- [Task brief]
Copy the data below line for line, leaving out the pictures.

Coordinate labeling data:
↓
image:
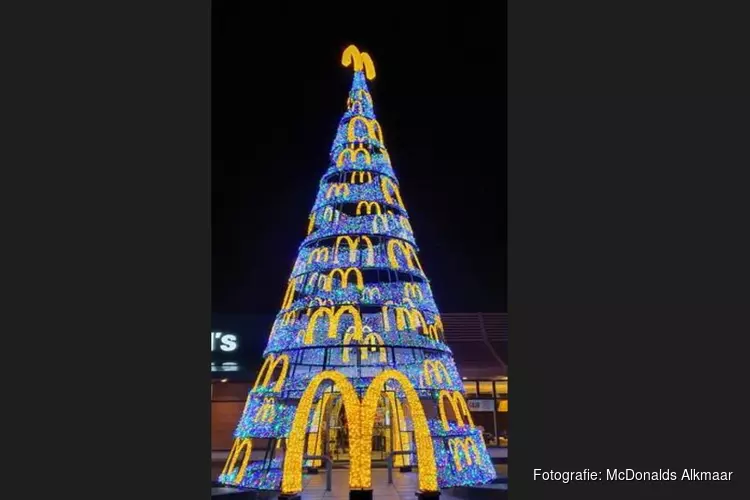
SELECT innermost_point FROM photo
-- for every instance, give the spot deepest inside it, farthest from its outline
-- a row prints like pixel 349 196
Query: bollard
pixel 329 467
pixel 389 462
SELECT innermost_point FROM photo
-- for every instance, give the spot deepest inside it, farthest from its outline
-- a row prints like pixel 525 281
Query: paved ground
pixel 403 487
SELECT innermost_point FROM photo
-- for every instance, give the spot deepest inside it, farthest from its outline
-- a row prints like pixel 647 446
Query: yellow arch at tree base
pixel 422 437
pixel 237 447
pixel 292 475
pixel 361 418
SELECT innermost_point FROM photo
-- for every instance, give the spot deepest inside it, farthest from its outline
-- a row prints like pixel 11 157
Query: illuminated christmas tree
pixel 358 340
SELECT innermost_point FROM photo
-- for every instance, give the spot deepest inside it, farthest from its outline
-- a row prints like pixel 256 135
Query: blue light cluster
pixel 334 193
pixel 258 475
pixel 315 260
pixel 290 335
pixel 361 224
pixel 277 423
pixel 375 294
pixel 477 473
pixel 379 163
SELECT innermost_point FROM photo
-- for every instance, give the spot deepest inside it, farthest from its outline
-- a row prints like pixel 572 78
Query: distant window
pixel 470 386
pixel 485 389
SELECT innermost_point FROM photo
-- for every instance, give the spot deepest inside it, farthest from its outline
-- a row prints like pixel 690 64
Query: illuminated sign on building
pixel 481 404
pixel 224 342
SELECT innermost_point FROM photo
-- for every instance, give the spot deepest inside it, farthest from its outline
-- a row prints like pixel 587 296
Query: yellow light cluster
pixel 311 224
pixel 436 367
pixel 360 61
pixel 414 317
pixel 412 290
pixel 292 478
pixel 362 177
pixel 369 206
pixel 336 189
pixel 266 372
pixel 460 408
pixel 344 278
pixel 383 219
pixel 361 416
pixel 352 152
pixel 353 245
pixel 234 455
pixel 370 292
pixel 333 322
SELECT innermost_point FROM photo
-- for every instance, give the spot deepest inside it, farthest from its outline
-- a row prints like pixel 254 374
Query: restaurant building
pixel 479 342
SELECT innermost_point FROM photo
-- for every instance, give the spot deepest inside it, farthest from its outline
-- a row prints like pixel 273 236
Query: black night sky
pixel 278 92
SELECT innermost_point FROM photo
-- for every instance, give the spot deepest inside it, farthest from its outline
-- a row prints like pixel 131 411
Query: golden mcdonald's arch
pixel 372 127
pixel 360 415
pixel 459 407
pixel 387 186
pixel 318 254
pixel 345 278
pixel 267 370
pixel 363 94
pixel 336 189
pixel 360 61
pixel 353 245
pixel 369 206
pixel 371 342
pixel 465 445
pixel 238 446
pixel 329 213
pixel 370 293
pixel 352 152
pixel 333 322
pixel 289 318
pixel 356 107
pixel 412 290
pixel 436 367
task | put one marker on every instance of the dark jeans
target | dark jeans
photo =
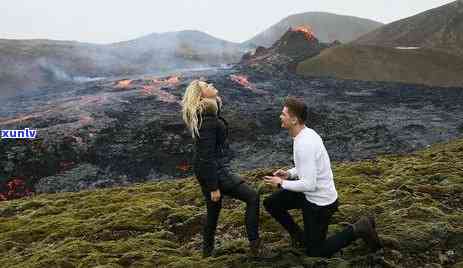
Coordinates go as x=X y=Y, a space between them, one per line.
x=242 y=192
x=316 y=221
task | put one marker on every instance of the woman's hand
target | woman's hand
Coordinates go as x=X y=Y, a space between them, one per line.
x=215 y=195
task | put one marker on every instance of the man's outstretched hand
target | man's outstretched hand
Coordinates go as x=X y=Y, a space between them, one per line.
x=282 y=174
x=273 y=180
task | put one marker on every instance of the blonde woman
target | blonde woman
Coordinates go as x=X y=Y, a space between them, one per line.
x=201 y=113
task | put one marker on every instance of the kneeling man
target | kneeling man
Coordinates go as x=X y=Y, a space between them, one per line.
x=313 y=192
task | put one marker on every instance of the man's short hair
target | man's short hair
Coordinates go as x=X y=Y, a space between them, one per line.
x=296 y=107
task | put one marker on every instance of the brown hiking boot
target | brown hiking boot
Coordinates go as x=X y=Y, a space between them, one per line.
x=365 y=229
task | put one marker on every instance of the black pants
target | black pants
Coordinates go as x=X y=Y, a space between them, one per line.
x=316 y=221
x=242 y=192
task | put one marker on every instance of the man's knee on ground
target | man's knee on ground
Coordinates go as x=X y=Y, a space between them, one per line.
x=269 y=203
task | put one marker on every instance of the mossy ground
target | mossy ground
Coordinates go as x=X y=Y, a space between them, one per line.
x=417 y=200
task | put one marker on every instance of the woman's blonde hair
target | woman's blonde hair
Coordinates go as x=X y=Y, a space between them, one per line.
x=193 y=106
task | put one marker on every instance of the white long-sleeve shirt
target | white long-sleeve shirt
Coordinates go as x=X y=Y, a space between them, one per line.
x=313 y=167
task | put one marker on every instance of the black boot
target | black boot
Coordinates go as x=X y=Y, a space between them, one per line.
x=297 y=240
x=208 y=247
x=254 y=247
x=365 y=228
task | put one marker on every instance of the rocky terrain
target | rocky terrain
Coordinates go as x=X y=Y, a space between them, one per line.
x=372 y=63
x=440 y=28
x=35 y=64
x=417 y=200
x=327 y=26
x=112 y=132
x=423 y=49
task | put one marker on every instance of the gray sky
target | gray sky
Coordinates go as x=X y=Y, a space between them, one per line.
x=105 y=21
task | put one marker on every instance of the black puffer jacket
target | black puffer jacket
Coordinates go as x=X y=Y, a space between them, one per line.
x=211 y=151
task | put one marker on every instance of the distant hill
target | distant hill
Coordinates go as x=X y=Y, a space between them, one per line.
x=420 y=66
x=36 y=63
x=439 y=28
x=327 y=27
↑
- [Answer to this exercise]
image:
SELECT innermost_point FROM photo
-- for every instance, give the spot deepest inside it, farthest from its outline
-- a row prints like pixel 349 196
Query: bollard
pixel 329 467
pixel 389 462
SELECT innermost_point FROM photo
-- for every instance, give the spot deepest inside it, farthest from its outline
-- a row prints like pixel 525 281
Query: paved ground
pixel 403 487
SELECT innermost_point FROM photo
-- for every instance, give the spot deepest inside it, farthest from its outline
-- a row prints like pixel 647 446
Query: yellow arch at tree base
pixel 422 437
pixel 237 447
pixel 292 475
pixel 361 418
SELECT innermost_point FROM photo
-- for every instance, give the spot deepest inside it, farthest from its outline
-- a row prints like pixel 11 157
Query: illuminated christmas tree
pixel 358 340
SELECT innermost_point FROM photo
-- for every instance, give the spot deepest inside it, farthest from its outline
-- a row prints like pixel 256 135
Query: blue light cluster
pixel 334 193
pixel 258 475
pixel 315 260
pixel 290 335
pixel 361 224
pixel 277 423
pixel 375 294
pixel 477 473
pixel 379 163
SELECT innermost_point FROM photo
-- for every instance, give the spot deepest inside it, farthest from its outline
-- a row prints like pixel 572 78
Query: distant window
pixel 470 386
pixel 485 389
SELECT innermost_point FROM photo
-- for every instance, give the spot deepest inside it, farthest from its outline
-- a row prints like pixel 690 64
Query: illuminated sign on building
pixel 481 404
pixel 224 342
SELECT innermost_point FROM photo
-- for every instance, give the spot deepest inside it, farthest from its outline
-- a row prints like pixel 587 296
Query: yellow light cluster
pixel 311 224
pixel 436 367
pixel 360 61
pixel 414 317
pixel 412 290
pixel 292 478
pixel 362 177
pixel 369 206
pixel 336 189
pixel 266 372
pixel 460 408
pixel 344 278
pixel 383 219
pixel 361 416
pixel 352 152
pixel 353 245
pixel 234 455
pixel 370 292
pixel 333 322
SELECT innermost_point FROM photo
-- for every instance, give the spot deepest inside it, farthest from its outline
-- a row prints like pixel 254 374
Query: restaurant building
pixel 479 342
SELECT innermost_point FROM photo
-- for every instance, give the spot deepest inside it, farthest from its outline
-- a row prints like pixel 273 236
Query: black night sky
pixel 278 92
SELECT innermost_point FROM photo
-- for every instance, give the spot deepest inside it, farthest from its outline
-- a row prints like pixel 131 411
Query: golden mcdonald's arch
pixel 372 127
pixel 360 415
pixel 459 407
pixel 387 186
pixel 318 254
pixel 345 278
pixel 267 370
pixel 363 94
pixel 336 189
pixel 360 61
pixel 353 245
pixel 369 206
pixel 371 342
pixel 465 445
pixel 238 446
pixel 329 213
pixel 370 293
pixel 352 152
pixel 333 322
pixel 289 318
pixel 356 107
pixel 412 290
pixel 436 367
task | put one marker on every instance of the dark jeans
target | dark jeans
photo =
Coordinates go as x=X y=Y, a space between them, one per line.
x=242 y=192
x=316 y=221
task | put one marker on every instance of the woman's hand
target | woman's hand
Coordinates go as x=X y=Y, a space between them, one per line.
x=215 y=195
task | put one marker on every instance of the man's outstretched hand
target | man's outstretched hand
Coordinates go as x=X y=Y, a space between them, one per line.
x=282 y=174
x=273 y=180
task | put one marker on every instance of the blonde woman
target | blonde woman
Coordinates go as x=X y=Y, a space between them, one per line.
x=201 y=113
task | put one marker on every instance of the kneeling man
target | kneeling man
Coordinates go as x=X y=Y, a space between them, one per line.
x=313 y=192
task | put one marker on every instance of the man's short hair
target | man's short hair
Coordinates go as x=X y=Y, a space between them, one per line.
x=296 y=107
task | put one marker on every instance of the brown hiking boot
target | brown hiking boot
Coordinates go as x=X y=Y, a space between them, one per line.
x=365 y=229
task | put one marker on every instance of the black pants
target | black pants
Coordinates go as x=X y=Y, a space between them, one per line.
x=316 y=221
x=242 y=192
task | put one marker on every instance of the man's knee on ground
target | man's knee on ground
Coordinates go as x=X y=Y, a space between them, one per line.
x=269 y=203
task | put one marker on every instance of the mossy ground
target | mossy ground
Coordinates go as x=X y=Y, a space between them, one per line.
x=417 y=200
task | put one marker on every instance of the woman's blonde hair
target | woman's blonde hair
Coordinates go as x=X y=Y, a space between them, one per line.
x=193 y=106
task | put one marker on every instance of the white long-sleeve shirt
target | white long-sleeve shirt
Coordinates go as x=X y=Y, a space between them, one per line.
x=313 y=167
task | put one marker on every instance of the black boot
target | black boot
Coordinates go as x=X y=Y, a space between them, one per line.
x=297 y=240
x=208 y=247
x=254 y=247
x=365 y=228
task | put one marker on every instance of the rocky terrain
target | rocky terrain
Coordinates go as x=X y=Y, a space between them, one per line.
x=372 y=63
x=440 y=28
x=35 y=64
x=417 y=200
x=327 y=26
x=112 y=132
x=423 y=49
task | put one marker on every instance of the gray sky
target | gray sky
Coordinates go as x=X y=Y, a space between them, one per line.
x=105 y=21
task | put one marker on every instance of the black puffer jacket
target | black puffer jacket
Coordinates go as x=X y=Y, a space between them, one per line.
x=211 y=151
task | put one marker on every instance of the distant hill
target | distant hill
Coordinates go as x=X y=Y, a space between them, one per line.
x=420 y=66
x=36 y=63
x=439 y=28
x=327 y=27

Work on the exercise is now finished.